─── Fragmento proporcionado ───
Era La Habana y la década de los sesenta y los que soportaban el reproche autoritario no eran culpables de un robo, tráfico de drogas, prostitución, y ni siquiera engaño alguno. En las últimas semanas se habían dedicado a conseguir los artículos más diversos y humildes para venderlos en pequeñas ferias tras el horario semanal —aunque llamar “feria” a cuatro mesas con cuatro tarecos en una acera evidencia torpeza en quien escribe. Centavo a centavo se acercaban a la meta fijada en el ministerio para contribuir económicamente a un evento cualquiera, decretado por el gobierno, el partido, Fidel Castro o cualquier otro sinónimo.

Sin embargo, en vez de felicitarlos, como todos esperaban por estar cercanos a la cifra de recaudación —que incluso pensaban superar—, el ministro estaba indignado. Consideraba que el empeño no ejemplificaba un esfuerzo revolucionario sino una obra de perdición.

Porque las ganancias producto de unas sencillas ventas estaban viciadas. No era dinero puro y de inmediato quedaban prohibidas actividades de ese tipo. Los fondos que faltaban para cumplir el compromiso y superarlo —siempre se daba por sentado que los compromisos se superaban— había que ganárselos con trabajo agrícola.
───
Copia textualmente una parte del fragmento proporcionado, empezando en las palabras "Sin embargo, en" y terminando después de "con trabajo agrícola.".
─── Datos disponibles ───
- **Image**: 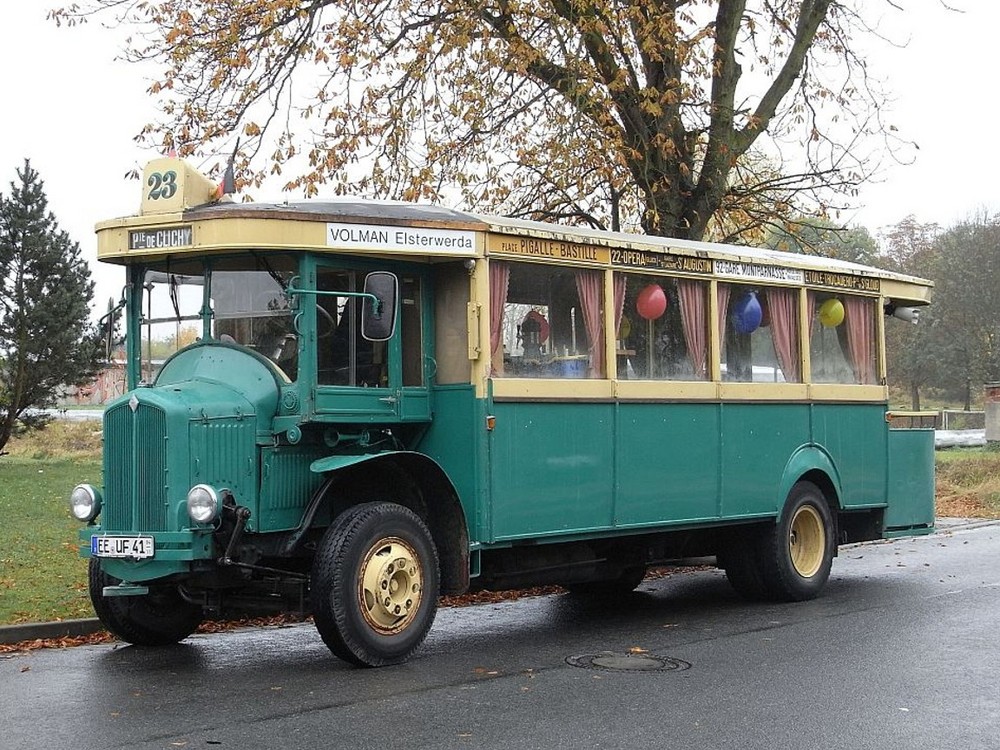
───
Resultado.
Sin embargo, en vez de felicitarlos, como todos esperaban por estar cercanos a la cifra de recaudación —que incluso pensaban superar—, el ministro estaba indignado. Consideraba que el empeño no ejemplificaba un esfuerzo revolucionario sino una obra de perdición.

Porque las ganancias producto de unas sencillas ventas estaban viciadas. No era dinero puro y de inmediato quedaban prohibidas actividades de ese tipo. Los fondos que faltaban para cumplir el compromiso y superarlo —siempre se daba por sentado que los compromisos se superaban— había que ganárselos con trabajo agrícola.